Nima Wangdi 

Farmers in the country on average lose about 8,250 metric tonnes of crops worth Nu 171.75 million (M) every year to wild animals.

A senior forestry officer from the nature conservation division, Namgay Wangchuk said that the human-wildlife conflict (HWC) is transboundary and very common. He said that in Bhutan, wild herbivores including monkeys destroy crops. Likewise, wild predators also killed about 155 livestock every year.

He presented the report at the International Centre for Integrated Mountain Development’s (ICIMOD) Bhutan country consultation meeting for co-designing the Medium-Term Action Plan V (2023-2026), yesterday in Thimphu.

Namgay Wangchuk said Asiatic black bears mauled about seven people and elephants killed about five people in a year. The wild animals also damaged properties.

He said, on the other hand, retaliatory killing by people and poaching are major issues. Around 206 wild animals have been rescued annually.

Namgay Wangchuk said that the division is planning to use more hybrid fencing – Chain-link, stone wall and electric fencing. Solar corrals are being used to protect Yak calves from wild predators and feral dogs. 

The division is also planning to promote live fencing and update the HWC hotspot map.

He said, while the Covid-19 pandemic has disrupted the progress of the interventions, delay in access to funds has also contributed to the problem.

The senior forester suggested implementing successful HWC mitigation measures, capacity building of field staff and communities, improving collaboration and coordination among the stakeholders at the regional level, and timely mobilisation of funds as the way forward.

----------

» **Problems to solve**
1. Turn the paragraph of the article on human-wildlife conflict that begins "The senior forester suggested" into a short bulleted list of the proposals it contains.
2. Using the article on human-wildlife conflict, answer each question briefly.
(a) How many metric tonnes of crops do farmers lose to wild animals each year, and what are they worth?
(b) What are solar corrals being used to protect, and from what?
(c) About how many wild animals are rescued annually?
3. Pick up the article on human-wildlife conflict in Bhutan after its final sentence and write the next paragraph.
The entries after this point are not needed for any of the work on the article.

----------

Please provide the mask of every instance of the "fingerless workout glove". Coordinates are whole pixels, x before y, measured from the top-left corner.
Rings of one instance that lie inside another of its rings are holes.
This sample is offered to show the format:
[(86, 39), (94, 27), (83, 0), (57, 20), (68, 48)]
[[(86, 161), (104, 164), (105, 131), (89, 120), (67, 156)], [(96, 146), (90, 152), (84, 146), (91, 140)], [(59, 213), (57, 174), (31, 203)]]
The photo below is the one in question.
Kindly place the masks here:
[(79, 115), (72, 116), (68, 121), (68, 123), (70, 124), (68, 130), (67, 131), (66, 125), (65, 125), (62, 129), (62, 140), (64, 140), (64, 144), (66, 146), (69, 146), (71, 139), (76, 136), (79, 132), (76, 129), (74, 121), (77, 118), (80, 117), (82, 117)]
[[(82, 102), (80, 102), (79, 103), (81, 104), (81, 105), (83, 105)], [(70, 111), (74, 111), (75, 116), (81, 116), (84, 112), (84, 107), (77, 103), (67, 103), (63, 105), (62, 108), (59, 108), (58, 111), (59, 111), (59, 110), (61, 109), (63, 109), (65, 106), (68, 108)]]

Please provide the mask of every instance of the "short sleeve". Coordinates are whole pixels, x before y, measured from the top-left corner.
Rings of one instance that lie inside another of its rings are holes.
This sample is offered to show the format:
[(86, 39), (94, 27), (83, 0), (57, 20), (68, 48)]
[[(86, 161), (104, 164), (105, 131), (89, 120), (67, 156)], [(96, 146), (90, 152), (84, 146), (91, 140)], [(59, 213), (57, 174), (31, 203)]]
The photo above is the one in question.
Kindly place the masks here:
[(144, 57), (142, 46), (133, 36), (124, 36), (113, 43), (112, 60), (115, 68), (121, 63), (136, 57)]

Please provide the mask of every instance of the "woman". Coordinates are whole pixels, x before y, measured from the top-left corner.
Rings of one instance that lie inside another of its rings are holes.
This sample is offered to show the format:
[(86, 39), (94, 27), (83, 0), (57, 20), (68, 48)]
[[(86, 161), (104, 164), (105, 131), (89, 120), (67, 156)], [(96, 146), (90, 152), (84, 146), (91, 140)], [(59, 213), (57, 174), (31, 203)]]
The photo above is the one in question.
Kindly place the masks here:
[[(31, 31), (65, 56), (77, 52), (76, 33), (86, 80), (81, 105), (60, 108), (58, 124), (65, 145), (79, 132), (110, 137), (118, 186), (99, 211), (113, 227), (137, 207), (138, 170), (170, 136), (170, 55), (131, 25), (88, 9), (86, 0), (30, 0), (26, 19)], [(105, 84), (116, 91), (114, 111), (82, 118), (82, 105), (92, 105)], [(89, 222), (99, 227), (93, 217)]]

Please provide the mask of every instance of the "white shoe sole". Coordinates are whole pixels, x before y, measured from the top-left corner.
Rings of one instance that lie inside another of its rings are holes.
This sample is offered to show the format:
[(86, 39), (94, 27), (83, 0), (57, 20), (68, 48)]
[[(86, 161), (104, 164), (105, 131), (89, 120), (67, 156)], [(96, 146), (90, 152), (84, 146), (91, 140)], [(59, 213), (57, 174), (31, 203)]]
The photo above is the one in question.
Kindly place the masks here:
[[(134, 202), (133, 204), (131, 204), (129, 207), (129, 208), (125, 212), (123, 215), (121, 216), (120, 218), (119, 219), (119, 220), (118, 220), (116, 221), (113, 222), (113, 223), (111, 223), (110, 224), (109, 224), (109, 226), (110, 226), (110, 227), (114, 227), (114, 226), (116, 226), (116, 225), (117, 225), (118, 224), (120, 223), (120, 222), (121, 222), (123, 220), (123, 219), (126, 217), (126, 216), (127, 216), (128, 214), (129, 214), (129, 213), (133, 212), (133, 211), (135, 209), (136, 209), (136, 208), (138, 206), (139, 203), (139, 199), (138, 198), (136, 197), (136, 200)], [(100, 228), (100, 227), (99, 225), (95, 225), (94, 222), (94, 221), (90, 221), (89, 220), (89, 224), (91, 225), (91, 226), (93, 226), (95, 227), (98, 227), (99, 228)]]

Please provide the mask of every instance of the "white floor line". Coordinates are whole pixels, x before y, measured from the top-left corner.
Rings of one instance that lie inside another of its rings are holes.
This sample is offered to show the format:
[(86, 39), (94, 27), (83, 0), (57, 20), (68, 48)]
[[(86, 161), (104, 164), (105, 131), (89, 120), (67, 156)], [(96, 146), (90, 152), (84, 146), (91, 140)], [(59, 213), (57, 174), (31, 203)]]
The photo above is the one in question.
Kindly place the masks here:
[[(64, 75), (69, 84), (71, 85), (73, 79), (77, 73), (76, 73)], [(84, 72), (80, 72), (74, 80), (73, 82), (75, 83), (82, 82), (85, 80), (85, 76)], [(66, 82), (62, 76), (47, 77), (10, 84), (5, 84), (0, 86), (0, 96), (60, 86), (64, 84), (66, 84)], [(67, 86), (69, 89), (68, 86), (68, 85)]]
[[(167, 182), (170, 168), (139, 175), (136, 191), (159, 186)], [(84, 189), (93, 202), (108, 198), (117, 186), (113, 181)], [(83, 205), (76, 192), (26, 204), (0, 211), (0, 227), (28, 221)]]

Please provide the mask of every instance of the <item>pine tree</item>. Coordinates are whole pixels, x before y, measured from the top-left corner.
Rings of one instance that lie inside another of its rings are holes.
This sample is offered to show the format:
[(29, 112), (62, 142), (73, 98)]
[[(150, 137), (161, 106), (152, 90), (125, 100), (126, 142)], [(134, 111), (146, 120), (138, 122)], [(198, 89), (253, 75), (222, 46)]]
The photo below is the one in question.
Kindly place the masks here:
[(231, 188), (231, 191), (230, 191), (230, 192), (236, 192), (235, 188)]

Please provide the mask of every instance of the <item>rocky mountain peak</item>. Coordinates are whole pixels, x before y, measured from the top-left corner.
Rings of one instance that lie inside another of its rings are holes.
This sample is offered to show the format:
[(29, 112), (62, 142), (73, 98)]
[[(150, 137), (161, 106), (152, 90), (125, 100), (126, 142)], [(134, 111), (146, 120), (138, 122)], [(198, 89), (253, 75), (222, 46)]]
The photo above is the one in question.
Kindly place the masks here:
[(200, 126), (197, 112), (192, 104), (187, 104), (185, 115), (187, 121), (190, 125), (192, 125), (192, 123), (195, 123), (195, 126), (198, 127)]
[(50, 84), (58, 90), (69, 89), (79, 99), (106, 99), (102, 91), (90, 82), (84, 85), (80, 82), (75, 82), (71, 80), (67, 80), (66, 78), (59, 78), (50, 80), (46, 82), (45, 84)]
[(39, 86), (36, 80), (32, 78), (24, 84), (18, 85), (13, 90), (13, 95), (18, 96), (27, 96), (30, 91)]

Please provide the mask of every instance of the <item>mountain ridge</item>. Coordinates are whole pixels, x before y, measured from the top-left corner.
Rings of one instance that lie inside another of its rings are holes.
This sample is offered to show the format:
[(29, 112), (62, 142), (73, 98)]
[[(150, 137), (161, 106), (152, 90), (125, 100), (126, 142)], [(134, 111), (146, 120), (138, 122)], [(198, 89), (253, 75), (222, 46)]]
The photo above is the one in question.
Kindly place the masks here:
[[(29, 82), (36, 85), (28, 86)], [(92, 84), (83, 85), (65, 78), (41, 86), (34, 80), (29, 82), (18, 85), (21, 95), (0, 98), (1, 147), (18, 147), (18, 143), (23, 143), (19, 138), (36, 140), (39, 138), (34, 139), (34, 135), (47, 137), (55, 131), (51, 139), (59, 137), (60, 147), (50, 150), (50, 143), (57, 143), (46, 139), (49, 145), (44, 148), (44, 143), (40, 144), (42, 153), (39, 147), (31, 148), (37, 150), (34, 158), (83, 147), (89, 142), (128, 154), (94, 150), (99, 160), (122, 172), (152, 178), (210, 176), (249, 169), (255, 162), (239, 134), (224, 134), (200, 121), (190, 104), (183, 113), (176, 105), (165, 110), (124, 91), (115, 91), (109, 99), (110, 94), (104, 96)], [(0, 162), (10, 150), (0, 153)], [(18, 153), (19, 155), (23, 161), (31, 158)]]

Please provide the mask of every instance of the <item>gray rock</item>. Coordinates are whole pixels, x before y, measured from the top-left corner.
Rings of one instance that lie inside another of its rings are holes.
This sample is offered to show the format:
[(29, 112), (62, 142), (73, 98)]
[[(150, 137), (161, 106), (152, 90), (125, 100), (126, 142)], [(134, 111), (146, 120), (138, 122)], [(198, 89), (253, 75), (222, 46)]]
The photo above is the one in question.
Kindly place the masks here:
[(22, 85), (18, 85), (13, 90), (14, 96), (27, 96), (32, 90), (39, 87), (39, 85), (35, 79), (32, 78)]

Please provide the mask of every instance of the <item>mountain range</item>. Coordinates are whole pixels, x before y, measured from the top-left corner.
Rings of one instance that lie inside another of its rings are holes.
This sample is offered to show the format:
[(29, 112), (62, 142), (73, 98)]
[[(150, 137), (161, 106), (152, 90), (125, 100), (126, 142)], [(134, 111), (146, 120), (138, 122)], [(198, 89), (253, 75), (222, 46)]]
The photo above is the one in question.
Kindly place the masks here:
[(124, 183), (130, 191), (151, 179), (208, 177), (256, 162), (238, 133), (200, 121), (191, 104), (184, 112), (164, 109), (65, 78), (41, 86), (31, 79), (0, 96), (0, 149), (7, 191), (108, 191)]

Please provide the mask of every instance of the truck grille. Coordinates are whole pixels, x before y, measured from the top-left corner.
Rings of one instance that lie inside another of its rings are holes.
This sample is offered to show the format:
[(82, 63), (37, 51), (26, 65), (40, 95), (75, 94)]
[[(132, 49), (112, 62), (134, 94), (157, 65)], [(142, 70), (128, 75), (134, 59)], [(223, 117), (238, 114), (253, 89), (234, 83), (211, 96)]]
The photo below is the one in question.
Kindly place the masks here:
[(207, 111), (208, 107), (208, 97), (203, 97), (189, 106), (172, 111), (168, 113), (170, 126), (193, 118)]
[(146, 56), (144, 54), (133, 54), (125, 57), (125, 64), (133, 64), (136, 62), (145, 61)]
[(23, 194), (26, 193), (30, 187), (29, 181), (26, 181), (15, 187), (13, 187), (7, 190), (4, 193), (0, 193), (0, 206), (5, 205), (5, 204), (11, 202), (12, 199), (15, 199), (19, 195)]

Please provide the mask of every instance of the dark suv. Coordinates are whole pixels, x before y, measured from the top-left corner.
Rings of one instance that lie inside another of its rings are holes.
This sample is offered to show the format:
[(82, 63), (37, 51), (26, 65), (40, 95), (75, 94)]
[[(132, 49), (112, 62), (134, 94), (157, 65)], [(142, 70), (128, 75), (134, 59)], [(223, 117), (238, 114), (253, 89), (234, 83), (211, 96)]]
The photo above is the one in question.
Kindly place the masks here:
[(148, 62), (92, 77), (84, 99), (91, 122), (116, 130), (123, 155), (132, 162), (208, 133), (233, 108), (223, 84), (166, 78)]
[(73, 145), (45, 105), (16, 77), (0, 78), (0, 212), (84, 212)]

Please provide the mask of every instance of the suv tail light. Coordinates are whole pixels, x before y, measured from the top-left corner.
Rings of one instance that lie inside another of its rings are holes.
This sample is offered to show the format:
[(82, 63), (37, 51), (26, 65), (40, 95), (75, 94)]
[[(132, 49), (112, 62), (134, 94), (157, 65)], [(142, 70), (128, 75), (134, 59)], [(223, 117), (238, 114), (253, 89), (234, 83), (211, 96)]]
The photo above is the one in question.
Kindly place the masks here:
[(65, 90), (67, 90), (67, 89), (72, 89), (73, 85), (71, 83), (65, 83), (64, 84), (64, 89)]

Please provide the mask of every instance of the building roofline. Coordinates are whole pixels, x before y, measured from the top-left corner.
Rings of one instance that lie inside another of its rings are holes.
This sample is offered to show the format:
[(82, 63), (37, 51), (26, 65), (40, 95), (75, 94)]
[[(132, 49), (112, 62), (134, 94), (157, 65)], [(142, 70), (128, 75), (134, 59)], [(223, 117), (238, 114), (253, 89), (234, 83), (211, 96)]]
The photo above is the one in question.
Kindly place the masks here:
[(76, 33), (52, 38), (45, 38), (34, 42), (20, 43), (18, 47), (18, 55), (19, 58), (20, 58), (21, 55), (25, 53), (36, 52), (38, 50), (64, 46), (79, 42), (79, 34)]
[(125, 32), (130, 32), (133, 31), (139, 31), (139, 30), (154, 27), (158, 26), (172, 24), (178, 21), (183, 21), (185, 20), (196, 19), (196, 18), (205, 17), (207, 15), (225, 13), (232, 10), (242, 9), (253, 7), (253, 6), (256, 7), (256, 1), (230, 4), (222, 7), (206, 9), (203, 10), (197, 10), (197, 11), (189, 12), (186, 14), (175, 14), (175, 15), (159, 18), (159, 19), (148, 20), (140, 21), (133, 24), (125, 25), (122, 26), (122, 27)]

----------

» **Answers**
1.
- Implement successful HWC mitigation measures
- Build the capacity of field staff and communities
- Improve collaboration and coordination among stakeholders at the regional level
- Mobilize funds on time

2.
(a) About 8,250 metric tonnes, worth Nu 171.75 million.
(b) Yak calves, from wild predators and feral dogs.
(c) Around 206.

3.
Namgay Wangchuk said that HWC is a global issue and it is common in all the Hindukush Himalayan range countries. He said greater regional cooperation is needed for both mitigation measures and to enhance wildlife habitats and corridors.

He said, in 2018, ICIMOD had facilitated Siliguri Dialogue, which recommended several actions to deal with HWC management in the Kanchenjunga landscape. Some actions related to the literature review, data updates, hotspot mapping, implementation of mitigation measures and capacity development are in progress with the regional HWC committee having formed.

The regional task force was formed and some actions are being implemented. “HWC has also been one of the priority activities in the 12th Plan at the national level.”

ICIMOD’s Director General, Pema Gyamtsho (PhD) said that the region is posed with many calamities and challenges resulting from climate change. “No one country can prevent them and it requires efforts of all the member countries. Regional collaboration and cooperation are crucial.”

He said that the member countries can also exchange ideas and learn from each other in countering the challenges.